Rows of box annotation data:
============
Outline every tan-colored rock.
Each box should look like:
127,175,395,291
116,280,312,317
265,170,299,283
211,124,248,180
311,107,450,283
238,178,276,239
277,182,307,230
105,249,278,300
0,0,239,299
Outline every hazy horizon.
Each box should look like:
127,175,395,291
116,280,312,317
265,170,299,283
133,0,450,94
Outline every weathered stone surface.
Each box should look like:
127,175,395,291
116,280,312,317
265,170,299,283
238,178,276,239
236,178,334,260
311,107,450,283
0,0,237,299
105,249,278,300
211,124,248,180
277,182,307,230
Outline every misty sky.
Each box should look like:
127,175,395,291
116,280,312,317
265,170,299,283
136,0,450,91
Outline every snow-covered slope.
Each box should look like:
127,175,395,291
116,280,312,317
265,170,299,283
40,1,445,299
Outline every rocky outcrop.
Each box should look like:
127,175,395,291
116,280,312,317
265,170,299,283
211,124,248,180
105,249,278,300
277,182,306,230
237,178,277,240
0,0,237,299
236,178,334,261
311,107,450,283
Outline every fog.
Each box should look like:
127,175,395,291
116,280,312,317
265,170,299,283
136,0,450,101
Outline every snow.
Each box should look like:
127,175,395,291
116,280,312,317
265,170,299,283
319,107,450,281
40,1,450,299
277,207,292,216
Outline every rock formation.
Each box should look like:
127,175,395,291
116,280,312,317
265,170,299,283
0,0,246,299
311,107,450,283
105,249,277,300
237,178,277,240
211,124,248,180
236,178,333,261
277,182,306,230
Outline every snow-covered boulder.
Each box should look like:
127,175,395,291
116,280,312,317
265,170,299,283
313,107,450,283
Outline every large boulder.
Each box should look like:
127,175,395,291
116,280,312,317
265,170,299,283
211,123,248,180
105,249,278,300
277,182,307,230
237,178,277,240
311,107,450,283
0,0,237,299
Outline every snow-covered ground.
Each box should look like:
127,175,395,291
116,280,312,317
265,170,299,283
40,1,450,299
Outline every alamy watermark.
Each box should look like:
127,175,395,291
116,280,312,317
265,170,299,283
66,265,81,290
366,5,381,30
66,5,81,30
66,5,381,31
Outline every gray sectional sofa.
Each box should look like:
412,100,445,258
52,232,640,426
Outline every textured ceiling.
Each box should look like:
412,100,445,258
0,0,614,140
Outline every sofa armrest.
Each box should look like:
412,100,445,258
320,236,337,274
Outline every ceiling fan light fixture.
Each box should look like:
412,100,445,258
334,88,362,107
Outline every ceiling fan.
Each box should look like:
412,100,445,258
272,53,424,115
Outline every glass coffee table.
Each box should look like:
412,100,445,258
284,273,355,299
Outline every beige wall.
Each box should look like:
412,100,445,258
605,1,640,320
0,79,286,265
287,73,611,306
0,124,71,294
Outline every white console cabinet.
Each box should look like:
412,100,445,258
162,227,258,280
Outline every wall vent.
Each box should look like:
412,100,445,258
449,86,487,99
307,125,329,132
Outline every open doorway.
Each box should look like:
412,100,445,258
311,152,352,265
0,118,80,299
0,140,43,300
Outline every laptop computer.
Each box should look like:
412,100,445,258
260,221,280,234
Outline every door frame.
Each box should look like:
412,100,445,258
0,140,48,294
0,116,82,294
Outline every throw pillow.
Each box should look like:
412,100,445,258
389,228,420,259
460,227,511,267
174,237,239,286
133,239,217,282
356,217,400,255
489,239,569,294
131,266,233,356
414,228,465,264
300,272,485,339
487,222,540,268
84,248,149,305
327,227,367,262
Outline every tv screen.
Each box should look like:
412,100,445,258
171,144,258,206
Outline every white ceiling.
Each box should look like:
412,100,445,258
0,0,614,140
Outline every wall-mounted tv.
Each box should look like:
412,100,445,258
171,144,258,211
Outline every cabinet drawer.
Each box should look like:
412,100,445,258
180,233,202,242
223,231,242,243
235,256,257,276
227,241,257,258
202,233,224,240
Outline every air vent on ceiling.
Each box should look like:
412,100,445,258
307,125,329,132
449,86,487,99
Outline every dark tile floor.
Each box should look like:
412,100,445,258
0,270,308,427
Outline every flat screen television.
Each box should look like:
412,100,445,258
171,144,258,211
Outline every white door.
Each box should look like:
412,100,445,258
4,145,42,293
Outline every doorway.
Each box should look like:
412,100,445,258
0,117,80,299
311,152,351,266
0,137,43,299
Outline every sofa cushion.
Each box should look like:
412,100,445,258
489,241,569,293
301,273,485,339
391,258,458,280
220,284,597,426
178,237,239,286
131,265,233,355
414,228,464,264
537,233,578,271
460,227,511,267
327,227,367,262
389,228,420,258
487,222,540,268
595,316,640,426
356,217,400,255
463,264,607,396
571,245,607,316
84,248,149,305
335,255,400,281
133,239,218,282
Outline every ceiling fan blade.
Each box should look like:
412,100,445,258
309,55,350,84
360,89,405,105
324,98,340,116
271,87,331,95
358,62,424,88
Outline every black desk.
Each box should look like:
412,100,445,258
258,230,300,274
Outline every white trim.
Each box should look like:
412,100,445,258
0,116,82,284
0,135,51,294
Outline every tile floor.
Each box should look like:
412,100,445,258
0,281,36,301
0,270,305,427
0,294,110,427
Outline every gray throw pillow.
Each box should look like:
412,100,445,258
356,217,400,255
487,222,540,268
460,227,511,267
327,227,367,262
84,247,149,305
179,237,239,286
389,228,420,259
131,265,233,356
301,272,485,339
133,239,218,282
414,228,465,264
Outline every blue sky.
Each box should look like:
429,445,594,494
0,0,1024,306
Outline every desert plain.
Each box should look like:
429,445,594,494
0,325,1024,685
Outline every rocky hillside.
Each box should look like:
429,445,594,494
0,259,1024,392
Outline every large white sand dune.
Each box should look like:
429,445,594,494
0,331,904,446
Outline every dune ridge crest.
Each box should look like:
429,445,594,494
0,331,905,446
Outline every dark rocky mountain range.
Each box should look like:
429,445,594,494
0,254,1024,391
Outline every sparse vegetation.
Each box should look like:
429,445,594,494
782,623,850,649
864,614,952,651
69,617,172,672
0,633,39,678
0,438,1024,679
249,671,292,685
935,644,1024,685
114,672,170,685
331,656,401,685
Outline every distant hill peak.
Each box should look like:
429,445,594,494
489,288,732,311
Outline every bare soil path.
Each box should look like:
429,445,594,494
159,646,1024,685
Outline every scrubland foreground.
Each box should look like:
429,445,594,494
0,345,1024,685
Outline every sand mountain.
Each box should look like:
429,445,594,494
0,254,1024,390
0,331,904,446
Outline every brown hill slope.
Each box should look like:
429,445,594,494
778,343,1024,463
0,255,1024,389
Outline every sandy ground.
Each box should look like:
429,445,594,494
============
* _Exercise_
Convert the stretch of lines from the start through the line containing "40,1,445,299" into a JSON list of strings, with one string for each line and blank lines omitted. Include only those lines.

* _Solved exercise_
[
  "Outline every tan-colored rock.",
  "Each box should look like:",
  "127,175,395,291",
  "116,280,312,317",
  "265,170,299,283",
  "211,124,248,180",
  "311,107,450,283",
  "238,178,276,239",
  "277,182,307,230",
  "105,249,278,300",
  "0,0,239,299",
  "Outline every hazy horizon.",
  "Each box should look like:",
  "127,175,395,291",
  "116,280,312,317",
  "265,170,299,283",
  "133,0,450,94",
  "Outline every weathered stone surface.",
  "Each box should look like:",
  "127,175,395,291",
  "116,280,312,317",
  "265,170,299,283",
  "238,178,276,239",
  "236,178,334,260",
  "311,107,450,283",
  "0,0,237,299",
  "105,249,278,300",
  "211,124,248,180",
  "277,182,307,230",
  "Outline every misty sky.",
  "Each box should look like:",
  "127,175,395,291",
  "116,280,312,317",
  "265,170,299,283",
  "136,0,450,91",
  "Outline every snow-covered slope.",
  "Each box should look like:",
  "127,175,395,291",
  "116,280,312,317",
  "265,170,299,283",
  "40,1,445,299"
]